Task description >>
Copy the data from the line containing "<item>green mung bean</item>" through its end, substituting "nonzero" for "even-odd" and changing nothing else. Return only those lines.

Stored records >>
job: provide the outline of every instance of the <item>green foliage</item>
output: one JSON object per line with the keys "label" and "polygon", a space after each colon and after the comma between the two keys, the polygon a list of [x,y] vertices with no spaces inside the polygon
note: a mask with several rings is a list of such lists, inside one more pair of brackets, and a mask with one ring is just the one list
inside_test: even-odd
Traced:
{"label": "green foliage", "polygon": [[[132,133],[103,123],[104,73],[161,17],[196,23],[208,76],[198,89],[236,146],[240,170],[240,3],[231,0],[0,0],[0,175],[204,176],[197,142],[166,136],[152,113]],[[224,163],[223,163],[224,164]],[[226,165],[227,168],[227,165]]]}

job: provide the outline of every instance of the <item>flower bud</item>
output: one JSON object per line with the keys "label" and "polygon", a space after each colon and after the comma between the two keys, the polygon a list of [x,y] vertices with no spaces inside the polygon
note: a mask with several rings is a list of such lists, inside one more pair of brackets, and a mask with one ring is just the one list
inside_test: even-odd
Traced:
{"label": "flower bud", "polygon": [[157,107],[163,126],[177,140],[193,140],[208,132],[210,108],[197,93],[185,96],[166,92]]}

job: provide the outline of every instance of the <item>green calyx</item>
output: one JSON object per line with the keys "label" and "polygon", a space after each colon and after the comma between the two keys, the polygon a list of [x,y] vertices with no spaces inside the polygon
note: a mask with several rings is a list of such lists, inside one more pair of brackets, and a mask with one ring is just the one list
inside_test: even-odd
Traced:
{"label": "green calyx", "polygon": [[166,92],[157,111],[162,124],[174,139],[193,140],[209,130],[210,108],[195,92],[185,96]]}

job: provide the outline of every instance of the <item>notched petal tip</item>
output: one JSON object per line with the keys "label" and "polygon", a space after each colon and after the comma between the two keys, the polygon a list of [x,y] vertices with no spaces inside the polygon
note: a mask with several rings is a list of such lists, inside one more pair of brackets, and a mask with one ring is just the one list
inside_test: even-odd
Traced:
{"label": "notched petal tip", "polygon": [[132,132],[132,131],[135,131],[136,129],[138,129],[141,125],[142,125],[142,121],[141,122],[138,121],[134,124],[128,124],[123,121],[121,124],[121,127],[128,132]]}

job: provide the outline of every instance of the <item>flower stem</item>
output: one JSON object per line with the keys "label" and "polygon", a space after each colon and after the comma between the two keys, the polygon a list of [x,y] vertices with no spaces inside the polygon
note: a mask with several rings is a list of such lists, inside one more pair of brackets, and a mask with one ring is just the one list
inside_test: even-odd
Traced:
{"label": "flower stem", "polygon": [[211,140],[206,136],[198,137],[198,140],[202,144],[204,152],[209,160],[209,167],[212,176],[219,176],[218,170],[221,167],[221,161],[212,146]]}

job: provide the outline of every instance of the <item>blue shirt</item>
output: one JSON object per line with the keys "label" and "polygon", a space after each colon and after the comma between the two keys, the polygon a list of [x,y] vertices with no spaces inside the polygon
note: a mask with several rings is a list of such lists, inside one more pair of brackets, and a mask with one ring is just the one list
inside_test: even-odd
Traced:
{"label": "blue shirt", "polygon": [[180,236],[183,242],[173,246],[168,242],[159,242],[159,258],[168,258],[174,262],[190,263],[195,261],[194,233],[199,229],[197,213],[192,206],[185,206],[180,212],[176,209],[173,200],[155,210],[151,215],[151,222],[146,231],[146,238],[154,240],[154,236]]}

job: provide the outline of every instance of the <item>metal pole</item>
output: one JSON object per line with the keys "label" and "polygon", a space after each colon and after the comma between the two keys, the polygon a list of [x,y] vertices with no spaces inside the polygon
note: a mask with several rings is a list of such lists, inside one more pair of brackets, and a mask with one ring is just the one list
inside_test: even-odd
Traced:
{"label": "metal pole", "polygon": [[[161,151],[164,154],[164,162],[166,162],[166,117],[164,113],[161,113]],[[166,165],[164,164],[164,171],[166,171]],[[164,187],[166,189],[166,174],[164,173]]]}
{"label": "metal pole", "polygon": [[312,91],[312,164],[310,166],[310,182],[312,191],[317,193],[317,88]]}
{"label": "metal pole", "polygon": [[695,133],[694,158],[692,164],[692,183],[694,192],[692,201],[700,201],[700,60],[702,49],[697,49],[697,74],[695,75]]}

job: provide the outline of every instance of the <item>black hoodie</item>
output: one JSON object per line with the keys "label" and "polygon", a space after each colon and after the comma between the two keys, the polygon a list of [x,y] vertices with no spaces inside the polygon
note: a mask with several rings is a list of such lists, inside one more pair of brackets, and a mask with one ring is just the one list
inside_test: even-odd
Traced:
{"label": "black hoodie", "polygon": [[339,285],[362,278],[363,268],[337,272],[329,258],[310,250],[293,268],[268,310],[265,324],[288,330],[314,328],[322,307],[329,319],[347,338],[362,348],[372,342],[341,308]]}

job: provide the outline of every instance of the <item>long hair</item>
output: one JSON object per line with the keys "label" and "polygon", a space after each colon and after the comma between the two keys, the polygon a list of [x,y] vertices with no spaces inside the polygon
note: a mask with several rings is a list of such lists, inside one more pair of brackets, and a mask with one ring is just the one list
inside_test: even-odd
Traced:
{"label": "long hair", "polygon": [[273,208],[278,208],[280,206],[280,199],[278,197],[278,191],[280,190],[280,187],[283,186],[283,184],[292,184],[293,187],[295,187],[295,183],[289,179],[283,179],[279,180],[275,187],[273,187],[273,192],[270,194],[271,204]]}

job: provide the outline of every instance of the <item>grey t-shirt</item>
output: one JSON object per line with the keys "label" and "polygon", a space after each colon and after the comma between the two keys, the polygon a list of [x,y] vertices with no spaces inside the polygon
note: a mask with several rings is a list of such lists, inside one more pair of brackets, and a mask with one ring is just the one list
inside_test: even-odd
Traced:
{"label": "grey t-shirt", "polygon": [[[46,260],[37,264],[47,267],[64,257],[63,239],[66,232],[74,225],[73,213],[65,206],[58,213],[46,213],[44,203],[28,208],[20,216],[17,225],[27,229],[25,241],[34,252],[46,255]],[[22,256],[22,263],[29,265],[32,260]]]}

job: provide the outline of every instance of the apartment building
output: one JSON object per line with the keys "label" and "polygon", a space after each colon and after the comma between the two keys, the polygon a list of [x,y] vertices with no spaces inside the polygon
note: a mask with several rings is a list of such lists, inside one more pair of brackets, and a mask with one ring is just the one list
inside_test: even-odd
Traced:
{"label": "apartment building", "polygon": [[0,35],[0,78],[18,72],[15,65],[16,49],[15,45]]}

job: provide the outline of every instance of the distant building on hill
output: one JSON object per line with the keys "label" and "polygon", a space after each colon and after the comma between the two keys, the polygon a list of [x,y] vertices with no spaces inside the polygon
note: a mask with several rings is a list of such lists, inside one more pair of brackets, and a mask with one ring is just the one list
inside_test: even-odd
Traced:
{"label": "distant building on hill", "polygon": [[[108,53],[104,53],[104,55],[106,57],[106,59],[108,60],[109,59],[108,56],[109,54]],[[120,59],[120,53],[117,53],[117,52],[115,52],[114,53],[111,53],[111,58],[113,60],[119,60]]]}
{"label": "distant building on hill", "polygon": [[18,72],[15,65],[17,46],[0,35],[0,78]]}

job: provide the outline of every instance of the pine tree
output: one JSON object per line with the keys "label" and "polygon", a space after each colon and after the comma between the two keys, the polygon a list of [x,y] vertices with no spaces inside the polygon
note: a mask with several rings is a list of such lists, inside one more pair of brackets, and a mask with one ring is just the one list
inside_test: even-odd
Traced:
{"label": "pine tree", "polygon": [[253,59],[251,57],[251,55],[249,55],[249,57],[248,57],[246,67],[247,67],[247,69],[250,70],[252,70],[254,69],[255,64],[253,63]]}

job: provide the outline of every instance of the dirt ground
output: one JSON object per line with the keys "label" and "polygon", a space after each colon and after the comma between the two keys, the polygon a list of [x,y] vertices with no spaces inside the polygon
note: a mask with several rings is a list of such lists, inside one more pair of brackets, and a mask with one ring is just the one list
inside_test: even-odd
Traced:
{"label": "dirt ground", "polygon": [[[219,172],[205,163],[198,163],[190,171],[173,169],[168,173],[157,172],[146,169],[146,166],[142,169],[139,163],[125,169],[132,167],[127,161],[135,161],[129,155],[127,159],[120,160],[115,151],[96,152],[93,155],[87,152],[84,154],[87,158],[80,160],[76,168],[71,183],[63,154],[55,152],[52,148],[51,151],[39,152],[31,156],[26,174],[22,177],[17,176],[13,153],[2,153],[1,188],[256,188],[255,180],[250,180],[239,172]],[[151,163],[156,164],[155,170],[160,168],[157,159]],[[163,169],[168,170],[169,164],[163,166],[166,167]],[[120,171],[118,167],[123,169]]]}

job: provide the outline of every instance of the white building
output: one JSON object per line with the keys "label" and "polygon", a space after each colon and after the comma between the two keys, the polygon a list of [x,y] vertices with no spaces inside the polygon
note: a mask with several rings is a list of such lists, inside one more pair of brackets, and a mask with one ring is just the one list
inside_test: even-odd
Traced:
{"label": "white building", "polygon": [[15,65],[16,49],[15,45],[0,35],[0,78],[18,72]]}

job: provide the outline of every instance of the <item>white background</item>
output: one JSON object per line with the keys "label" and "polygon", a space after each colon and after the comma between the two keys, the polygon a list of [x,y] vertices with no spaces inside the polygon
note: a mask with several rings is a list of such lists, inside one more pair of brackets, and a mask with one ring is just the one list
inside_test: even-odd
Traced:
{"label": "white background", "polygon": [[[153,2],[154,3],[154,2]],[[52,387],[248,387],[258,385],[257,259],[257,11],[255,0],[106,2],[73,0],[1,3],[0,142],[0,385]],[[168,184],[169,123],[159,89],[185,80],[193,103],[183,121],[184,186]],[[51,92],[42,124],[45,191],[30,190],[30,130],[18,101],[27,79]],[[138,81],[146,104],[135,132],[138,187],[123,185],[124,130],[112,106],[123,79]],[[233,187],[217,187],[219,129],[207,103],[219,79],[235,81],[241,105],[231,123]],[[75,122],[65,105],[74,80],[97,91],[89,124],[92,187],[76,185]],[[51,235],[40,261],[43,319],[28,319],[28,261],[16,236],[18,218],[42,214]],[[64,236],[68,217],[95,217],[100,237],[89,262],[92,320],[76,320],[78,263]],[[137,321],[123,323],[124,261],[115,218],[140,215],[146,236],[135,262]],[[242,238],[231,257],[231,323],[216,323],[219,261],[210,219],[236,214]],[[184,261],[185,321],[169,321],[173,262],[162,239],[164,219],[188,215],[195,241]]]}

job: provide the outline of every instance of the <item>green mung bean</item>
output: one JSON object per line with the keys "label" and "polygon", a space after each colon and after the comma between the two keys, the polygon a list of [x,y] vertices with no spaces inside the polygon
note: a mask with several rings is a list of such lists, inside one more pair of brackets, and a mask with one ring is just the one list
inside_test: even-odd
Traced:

Result >>
job: provide the outline of every instance of the <item>green mung bean</item>
output: one JSON object per line with the keys "label" and "polygon", a space after each colon and after the comma between the two keys, the polygon a list of [x,y] vertices with no spaces inside the polygon
note: a mask with several rings is a list of such lists, inside one more pair of brackets, and a mask with one ring is just the one list
inside_test: nonzero
Traced:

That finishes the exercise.